- **Requirements**
Please count the lines in the items below that contain the word "white". Reply with only that number.

+++ Given information +++

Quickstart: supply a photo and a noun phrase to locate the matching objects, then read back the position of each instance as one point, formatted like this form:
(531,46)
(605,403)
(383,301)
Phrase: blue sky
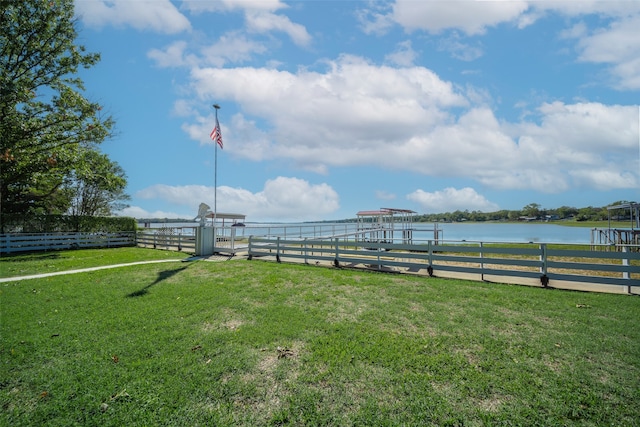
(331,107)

+++
+++ Given information +++

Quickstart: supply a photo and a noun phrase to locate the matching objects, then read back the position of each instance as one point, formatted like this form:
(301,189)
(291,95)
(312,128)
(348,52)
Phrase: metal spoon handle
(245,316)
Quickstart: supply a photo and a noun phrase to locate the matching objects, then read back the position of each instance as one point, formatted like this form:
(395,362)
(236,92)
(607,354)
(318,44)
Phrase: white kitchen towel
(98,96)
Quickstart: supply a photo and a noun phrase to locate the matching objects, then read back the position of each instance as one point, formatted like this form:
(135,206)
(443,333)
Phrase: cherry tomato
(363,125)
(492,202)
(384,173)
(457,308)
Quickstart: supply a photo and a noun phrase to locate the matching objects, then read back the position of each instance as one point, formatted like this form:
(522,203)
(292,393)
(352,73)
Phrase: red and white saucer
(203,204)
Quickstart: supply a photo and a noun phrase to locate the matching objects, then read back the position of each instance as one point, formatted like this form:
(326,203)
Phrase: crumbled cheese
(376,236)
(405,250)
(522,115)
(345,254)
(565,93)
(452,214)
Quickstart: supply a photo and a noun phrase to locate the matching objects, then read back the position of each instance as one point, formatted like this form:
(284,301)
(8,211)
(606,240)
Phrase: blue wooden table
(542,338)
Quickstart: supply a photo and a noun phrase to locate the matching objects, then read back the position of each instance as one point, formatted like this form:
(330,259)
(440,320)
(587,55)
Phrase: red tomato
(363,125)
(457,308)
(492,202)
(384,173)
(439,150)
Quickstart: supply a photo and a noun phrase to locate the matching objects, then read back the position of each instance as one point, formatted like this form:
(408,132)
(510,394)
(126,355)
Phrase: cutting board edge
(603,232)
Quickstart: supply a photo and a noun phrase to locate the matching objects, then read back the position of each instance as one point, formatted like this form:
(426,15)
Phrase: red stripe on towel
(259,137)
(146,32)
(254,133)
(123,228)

+++

- **Written solution**
2